GIVEN EXERCISE:
In the biography of Alexander Turnbull, which team was Manchester United playing when he scored the first ever goal at Old Trafford?

SELECTION:
Alexander Turnbull  (30 July 1884 – 3 May 1917) was a Scottish footballer who played as a forward for both Manchester City and Manchester United in the early 20th century.

Football career
Born in Hurlford to James and Jessie Turnbull of 1 Gibson Street, Kilmarnock, Ayrshire, Turnbull started his football career with his hometown club, Hurlford Thistle. He later moved to Manchester City. In 1905, City was found guilty of malpractice relating to payments of its players, and the entire squad was suspended from playing football. When the ban was lifted on 31 December 1906, Turnbull moved to City's crosstown rivals Manchester United, along with Billy Meredith, Herbert Burgess and Jimmy Bannister. His first game for United came on the next day, 1 January 1907, against Aston Villa. Along with Meredith, he helped the club to their first championship in 1908 and the 1909 FA Cup, scoring the only goal in the final, against Bristol City. In 1908 alone, he would score 27 goals in 25 games. On 19 February 1910, Turnbull scored the first ever goal at Old Trafford, in a 4–3 loss against Liverpool. He would go on to score 100 goals for the club in 245 games. His final game for the Reds came against Sheffield United in 1915.

Labeled region rows:

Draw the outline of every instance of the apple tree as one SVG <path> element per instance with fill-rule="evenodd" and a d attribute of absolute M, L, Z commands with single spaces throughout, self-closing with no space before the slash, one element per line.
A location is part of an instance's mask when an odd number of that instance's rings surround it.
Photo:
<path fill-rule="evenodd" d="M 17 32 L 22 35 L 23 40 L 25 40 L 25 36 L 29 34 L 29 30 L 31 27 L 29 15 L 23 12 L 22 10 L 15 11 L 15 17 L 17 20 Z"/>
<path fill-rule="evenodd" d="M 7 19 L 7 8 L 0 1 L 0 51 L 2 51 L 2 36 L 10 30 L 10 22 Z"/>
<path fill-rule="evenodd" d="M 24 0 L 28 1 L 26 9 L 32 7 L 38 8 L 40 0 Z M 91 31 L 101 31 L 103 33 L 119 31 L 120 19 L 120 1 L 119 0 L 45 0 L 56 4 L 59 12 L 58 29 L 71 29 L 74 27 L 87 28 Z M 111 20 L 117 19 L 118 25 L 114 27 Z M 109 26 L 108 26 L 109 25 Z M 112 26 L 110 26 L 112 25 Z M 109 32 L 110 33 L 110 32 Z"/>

SOLUTION TO THIS TASK:
Liverpool